Penyandang Disabilitas Kabupaten Trenggalek Dilatih Membuat Batik Ciprat

Trenggalek, Bhirawa
Menindaklanjuti program provinsi Jawa timur tentang pengembangan Kampung Inklusi Pemerintah Kabupaten Trenggalek melalui Dinas Sosial Pemberdayaan Perempuan dan Perlindungan Anak (Dinsos P3A) memberikan pelatihan membuat batik ciprat bagi penyandang desabilitas.

Meski dengan keterbatasan fisik bukan berarti sebuah halangan untuk memberikan pelatihan dan memperkaryakan, melalui pelatihan yang diberikan akan menumbuhkan semangat mereka untuk terus berkreasi

Kepala Dinas Sosial P3A Kabupaten Trenggalek Ratna Sulistyo melalui Staf Pengelolaan Data Bansos dan Hibah Dinsos P3A Indra Prasetyo Budi Adnanto mengungkapkan awal kegiatan pelatiahan pembuatan batik ciprat bagi penyandang desabilitas berawal dari Dinas Sosial Provinsi Jawa Timur tentang pengembangan kampung inklusi. Yang mana Kampung inklusi ini merupakan pusat rehabilitasi berbasis komunitas untuk kaum disabilitas, dan peran serta keluarga disabilitas dan masyarakat.

“Di kampung inklusi ini dimungkinkan kaum disabilitas maupun non disabilitas bisa bekerjasama. Kebetulan disini memproduksi batik ciprat dan gula semut. Akan tetapi, untuk gula semut ini produksi masih dihentikan karena proses pembuatannya dirasa cukup berat bagi teman-teman disabilitas,” ungkap Indra dikonfirmasi di kampung inklusi Gunung Kebo Kabupaten Trenggalek, Rabu (02/12) siang.

Pria yang akrab disapa Indra menyebutkan perkembangan produksi batik ciprat yang mulai dibuka Bulan Agustus kemarin cukup banyak peminat. Sudah mencapai puluhan pesanan batik ciprat dari dalam Trenggalek bahkan sampai luar kota.

Untuk proses pemasarannya sendiri, Dinas Sosial P3A Trenggalek menggandeng Kelompok Swadaya Mandiri (KSM) selaku pembina dari produksi batik ciprat ini. Mengingat produksi batik ciprat ini masih tergolong baru, Dinas Sosial P3A Trenggalek semakin gencar melakukan promosi.

“Di KSM ini juga terbagi menjadi link – link yang bergerak mulai bagian produksi hingga pemasaran. Sementara ini pemesanan batik ciprat bisa dilakukan via offline ataupun online melalui media sosial yang ada,” ujarnya.

“Kami juga punya harapan, nanti kampung inklusi ini bisa berkembang di tiap-tiap kecamatan yang ada di Kabupaten Trenggalek. Dan juga proses produksi bisa setiap hari dilakukan,” imbuh mas Indra.

Selain fokus ke produksi batik ciprat, kedepan Dinas Sosial P3A juga akan melakukan pengembangan lain seperti melakukan pelatihan mennjahit untuk produksi baju dari bahan batik ciprat itu sendiri dan tempat cuci kendaraan bermotor.

§ ISI DATA
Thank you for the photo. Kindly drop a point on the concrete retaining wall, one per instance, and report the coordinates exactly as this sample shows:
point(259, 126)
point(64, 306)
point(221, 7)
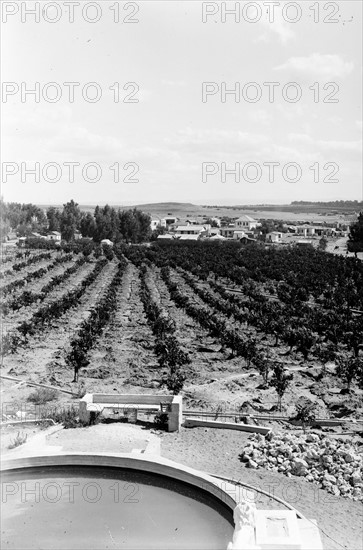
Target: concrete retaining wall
point(96, 402)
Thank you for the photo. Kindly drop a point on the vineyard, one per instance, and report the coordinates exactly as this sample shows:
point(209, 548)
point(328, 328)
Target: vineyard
point(228, 325)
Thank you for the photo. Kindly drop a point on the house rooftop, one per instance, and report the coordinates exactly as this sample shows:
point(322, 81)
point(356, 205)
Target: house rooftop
point(245, 218)
point(191, 227)
point(187, 237)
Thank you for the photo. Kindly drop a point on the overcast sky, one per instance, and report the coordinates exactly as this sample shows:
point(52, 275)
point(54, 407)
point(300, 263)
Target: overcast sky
point(170, 132)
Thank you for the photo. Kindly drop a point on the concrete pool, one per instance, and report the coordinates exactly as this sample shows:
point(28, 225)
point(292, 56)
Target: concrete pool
point(99, 502)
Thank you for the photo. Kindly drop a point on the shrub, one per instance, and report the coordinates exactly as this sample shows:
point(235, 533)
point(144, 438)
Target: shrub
point(305, 412)
point(68, 416)
point(161, 420)
point(20, 439)
point(42, 396)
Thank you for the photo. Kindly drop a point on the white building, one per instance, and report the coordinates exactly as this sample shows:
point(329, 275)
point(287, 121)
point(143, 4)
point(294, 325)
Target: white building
point(54, 236)
point(200, 230)
point(155, 222)
point(274, 237)
point(246, 222)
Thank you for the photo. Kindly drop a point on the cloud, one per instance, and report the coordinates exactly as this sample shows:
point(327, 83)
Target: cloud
point(260, 116)
point(174, 83)
point(318, 65)
point(279, 27)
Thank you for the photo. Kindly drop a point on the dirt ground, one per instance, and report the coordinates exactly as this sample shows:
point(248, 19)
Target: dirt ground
point(215, 452)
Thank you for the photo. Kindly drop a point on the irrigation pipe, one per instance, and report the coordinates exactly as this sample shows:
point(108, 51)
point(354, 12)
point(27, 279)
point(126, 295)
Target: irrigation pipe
point(36, 384)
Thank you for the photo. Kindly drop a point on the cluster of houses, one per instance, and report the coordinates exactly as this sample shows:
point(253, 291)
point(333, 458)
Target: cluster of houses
point(245, 229)
point(192, 230)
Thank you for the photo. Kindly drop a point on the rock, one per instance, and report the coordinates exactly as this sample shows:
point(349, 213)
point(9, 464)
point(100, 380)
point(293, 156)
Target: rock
point(313, 437)
point(356, 479)
point(330, 478)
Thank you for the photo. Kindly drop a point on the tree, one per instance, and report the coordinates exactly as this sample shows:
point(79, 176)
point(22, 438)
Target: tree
point(158, 231)
point(355, 242)
point(326, 352)
point(281, 379)
point(263, 365)
point(88, 225)
point(70, 220)
point(305, 412)
point(77, 359)
point(54, 219)
point(348, 368)
point(323, 243)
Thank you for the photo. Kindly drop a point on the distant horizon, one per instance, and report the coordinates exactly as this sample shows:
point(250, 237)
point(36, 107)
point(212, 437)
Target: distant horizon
point(201, 203)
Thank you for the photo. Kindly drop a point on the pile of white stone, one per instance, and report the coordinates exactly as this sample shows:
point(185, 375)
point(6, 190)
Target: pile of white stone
point(335, 466)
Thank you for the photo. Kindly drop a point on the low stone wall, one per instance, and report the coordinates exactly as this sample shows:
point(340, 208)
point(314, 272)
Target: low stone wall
point(96, 402)
point(335, 466)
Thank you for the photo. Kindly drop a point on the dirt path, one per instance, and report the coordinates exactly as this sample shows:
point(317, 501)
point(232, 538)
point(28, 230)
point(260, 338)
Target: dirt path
point(203, 349)
point(42, 360)
point(124, 354)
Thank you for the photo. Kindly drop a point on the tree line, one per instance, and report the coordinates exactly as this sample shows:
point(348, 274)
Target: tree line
point(131, 226)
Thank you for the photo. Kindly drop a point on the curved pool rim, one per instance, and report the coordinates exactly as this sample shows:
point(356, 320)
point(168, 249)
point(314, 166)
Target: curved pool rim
point(220, 489)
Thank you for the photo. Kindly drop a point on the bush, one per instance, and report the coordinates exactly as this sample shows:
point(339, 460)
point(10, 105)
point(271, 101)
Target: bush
point(161, 420)
point(42, 396)
point(68, 416)
point(305, 412)
point(19, 440)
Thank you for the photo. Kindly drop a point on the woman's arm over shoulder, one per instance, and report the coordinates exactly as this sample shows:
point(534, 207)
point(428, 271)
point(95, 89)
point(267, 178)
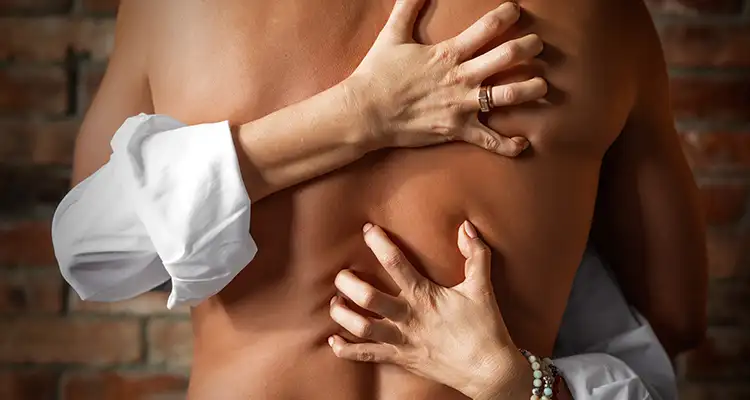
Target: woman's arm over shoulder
point(124, 91)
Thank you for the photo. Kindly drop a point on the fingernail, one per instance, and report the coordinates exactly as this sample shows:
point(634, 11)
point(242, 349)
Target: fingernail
point(470, 230)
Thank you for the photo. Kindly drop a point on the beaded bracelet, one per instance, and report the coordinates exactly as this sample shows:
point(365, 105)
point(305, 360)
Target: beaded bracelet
point(546, 377)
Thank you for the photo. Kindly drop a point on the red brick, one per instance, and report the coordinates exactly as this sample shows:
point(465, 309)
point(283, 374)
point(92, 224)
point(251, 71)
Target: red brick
point(28, 385)
point(33, 90)
point(170, 342)
point(717, 150)
point(50, 38)
point(695, 7)
point(101, 6)
point(152, 303)
point(713, 391)
point(91, 77)
point(30, 291)
point(691, 45)
point(70, 340)
point(38, 142)
point(35, 6)
point(722, 356)
point(725, 203)
point(27, 243)
point(711, 97)
point(726, 302)
point(124, 386)
point(28, 189)
point(728, 253)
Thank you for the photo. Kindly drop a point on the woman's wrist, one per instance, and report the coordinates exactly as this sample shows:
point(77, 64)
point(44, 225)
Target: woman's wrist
point(362, 102)
point(505, 374)
point(304, 140)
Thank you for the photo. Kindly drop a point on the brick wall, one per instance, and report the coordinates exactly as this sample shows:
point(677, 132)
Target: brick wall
point(52, 346)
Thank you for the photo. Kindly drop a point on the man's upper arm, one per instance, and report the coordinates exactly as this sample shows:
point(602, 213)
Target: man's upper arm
point(124, 91)
point(648, 222)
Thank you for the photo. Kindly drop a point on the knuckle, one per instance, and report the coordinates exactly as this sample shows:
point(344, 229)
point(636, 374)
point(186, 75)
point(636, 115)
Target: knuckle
point(365, 356)
point(491, 22)
point(509, 94)
point(445, 54)
point(511, 50)
point(368, 298)
point(455, 77)
point(393, 260)
point(365, 329)
point(490, 143)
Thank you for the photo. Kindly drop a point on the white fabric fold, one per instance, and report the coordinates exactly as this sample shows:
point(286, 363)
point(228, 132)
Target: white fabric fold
point(169, 204)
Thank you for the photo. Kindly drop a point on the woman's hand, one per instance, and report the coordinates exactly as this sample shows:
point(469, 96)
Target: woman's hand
point(418, 95)
point(455, 336)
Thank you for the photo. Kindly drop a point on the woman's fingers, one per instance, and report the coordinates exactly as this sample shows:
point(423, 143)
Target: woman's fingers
point(478, 256)
point(484, 137)
point(366, 352)
point(518, 92)
point(502, 57)
point(509, 94)
point(400, 24)
point(366, 296)
point(489, 27)
point(393, 260)
point(363, 327)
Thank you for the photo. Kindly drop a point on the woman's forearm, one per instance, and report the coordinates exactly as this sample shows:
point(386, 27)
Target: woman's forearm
point(302, 141)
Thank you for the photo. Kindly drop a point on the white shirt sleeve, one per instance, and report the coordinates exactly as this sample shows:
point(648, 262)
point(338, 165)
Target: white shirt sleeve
point(598, 376)
point(169, 205)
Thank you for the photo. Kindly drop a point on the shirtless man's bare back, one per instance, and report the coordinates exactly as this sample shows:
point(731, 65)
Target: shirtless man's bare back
point(264, 336)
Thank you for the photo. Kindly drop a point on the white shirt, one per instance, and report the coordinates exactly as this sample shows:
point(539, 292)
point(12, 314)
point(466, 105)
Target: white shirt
point(171, 205)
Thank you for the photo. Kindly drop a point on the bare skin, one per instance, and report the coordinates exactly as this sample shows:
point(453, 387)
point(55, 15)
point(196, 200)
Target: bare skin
point(265, 335)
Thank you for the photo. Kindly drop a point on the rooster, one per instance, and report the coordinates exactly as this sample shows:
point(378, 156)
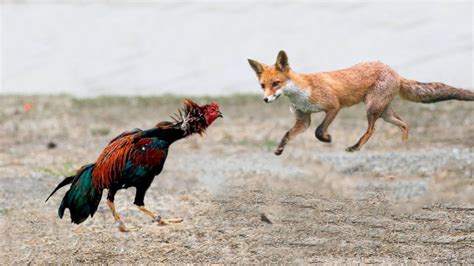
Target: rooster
point(132, 159)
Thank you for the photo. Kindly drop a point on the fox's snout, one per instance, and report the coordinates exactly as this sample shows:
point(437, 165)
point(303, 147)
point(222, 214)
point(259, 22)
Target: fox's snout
point(271, 98)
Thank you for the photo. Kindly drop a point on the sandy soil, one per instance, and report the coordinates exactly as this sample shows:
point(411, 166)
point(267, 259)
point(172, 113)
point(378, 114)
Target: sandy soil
point(393, 201)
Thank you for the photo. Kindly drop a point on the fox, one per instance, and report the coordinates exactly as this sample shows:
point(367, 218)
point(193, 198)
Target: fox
point(374, 83)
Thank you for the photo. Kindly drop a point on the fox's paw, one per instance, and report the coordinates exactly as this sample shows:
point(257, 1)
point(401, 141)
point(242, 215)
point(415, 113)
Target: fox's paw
point(352, 149)
point(323, 137)
point(279, 151)
point(405, 137)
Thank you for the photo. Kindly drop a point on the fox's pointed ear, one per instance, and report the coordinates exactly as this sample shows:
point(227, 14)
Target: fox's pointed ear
point(282, 62)
point(256, 66)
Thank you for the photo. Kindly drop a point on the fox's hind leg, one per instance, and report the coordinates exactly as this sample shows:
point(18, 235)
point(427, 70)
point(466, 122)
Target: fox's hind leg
point(377, 101)
point(303, 120)
point(391, 117)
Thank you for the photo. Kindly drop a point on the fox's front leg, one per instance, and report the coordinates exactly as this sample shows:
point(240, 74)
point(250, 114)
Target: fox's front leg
point(303, 120)
point(321, 130)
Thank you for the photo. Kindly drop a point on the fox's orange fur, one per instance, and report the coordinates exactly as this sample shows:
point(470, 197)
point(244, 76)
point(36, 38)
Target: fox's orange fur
point(374, 83)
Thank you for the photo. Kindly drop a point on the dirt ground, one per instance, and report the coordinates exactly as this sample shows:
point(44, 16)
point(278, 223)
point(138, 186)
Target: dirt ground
point(392, 201)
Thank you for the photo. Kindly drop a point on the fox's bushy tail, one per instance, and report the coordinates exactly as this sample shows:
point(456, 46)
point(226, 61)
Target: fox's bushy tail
point(82, 199)
point(432, 92)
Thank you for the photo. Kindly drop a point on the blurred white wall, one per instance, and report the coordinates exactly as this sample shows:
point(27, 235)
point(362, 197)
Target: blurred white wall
point(144, 48)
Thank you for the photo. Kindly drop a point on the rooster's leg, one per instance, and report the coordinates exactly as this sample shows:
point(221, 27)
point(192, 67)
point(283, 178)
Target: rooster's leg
point(139, 201)
point(110, 202)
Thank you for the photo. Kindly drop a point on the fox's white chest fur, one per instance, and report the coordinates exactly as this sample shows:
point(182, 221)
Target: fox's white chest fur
point(299, 98)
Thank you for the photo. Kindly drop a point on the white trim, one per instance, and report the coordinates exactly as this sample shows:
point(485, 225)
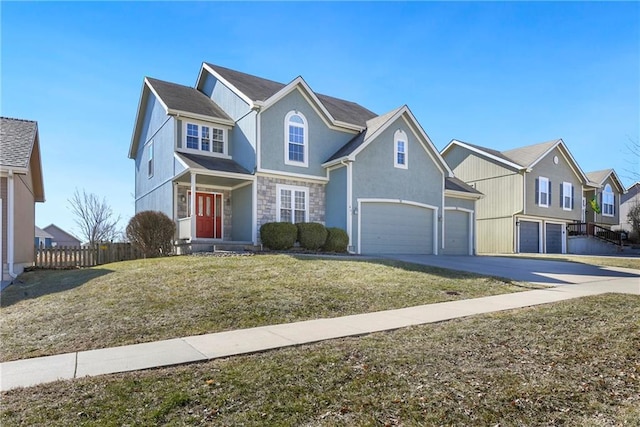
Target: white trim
point(400, 136)
point(569, 186)
point(280, 174)
point(481, 152)
point(305, 139)
point(402, 202)
point(472, 232)
point(547, 192)
point(292, 189)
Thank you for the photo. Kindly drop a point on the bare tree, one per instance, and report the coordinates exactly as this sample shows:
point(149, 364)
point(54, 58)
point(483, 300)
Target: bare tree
point(94, 217)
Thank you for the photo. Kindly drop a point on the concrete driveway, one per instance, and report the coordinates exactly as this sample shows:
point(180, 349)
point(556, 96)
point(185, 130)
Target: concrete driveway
point(539, 271)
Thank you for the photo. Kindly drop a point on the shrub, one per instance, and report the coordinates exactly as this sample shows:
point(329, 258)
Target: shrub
point(311, 235)
point(337, 240)
point(152, 232)
point(278, 235)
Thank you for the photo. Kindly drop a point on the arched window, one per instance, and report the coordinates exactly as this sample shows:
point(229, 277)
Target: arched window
point(400, 149)
point(608, 201)
point(296, 139)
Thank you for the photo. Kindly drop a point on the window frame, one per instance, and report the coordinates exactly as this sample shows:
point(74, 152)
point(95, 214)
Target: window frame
point(608, 192)
point(150, 161)
point(400, 136)
point(292, 189)
point(567, 192)
point(547, 193)
point(209, 142)
point(305, 139)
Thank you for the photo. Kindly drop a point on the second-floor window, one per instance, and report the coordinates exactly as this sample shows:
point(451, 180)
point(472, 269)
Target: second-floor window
point(400, 149)
point(204, 138)
point(296, 139)
point(608, 201)
point(567, 196)
point(544, 192)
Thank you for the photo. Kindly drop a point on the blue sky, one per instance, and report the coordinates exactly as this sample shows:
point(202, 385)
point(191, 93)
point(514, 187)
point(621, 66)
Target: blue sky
point(498, 74)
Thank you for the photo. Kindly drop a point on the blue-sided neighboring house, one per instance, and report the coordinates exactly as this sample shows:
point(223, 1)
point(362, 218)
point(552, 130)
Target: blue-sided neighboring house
point(237, 151)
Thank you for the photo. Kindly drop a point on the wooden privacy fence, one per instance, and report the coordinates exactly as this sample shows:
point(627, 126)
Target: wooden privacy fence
point(85, 256)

§ PETUNJUK TUGAS
Tulis ulang bagian teks tentang pelatihan batik ciprat yang dimulai dari kata-kata "Kepala Dinas Sosial" dan berhenti setelah kata-kata "disabilitas dan masyarakat.". Ganti "pusat rehabilitasi" dengan "pusat pelatihan".

§ JAWABAN TUGAS
Kepala Dinas Sosial P3A Kabupaten Trenggalek Ratna Sulistyo melalui Staf Pengelolaan Data Bansos dan Hibah Dinsos P3A Indra Prasetyo Budi Adnanto mengungkapkan awal kegiatan pelatiahan pembuatan batik ciprat bagi penyandang desabilitas berawal dari Dinas Sosial Provinsi Jawa Timur tentang pengembangan kampung inklusi. Yang mana Kampung inklusi ini merupakan pusat pelatihan berbasis komunitas untuk kaum disabilitas, dan peran serta keluarga disabilitas dan masyarakat.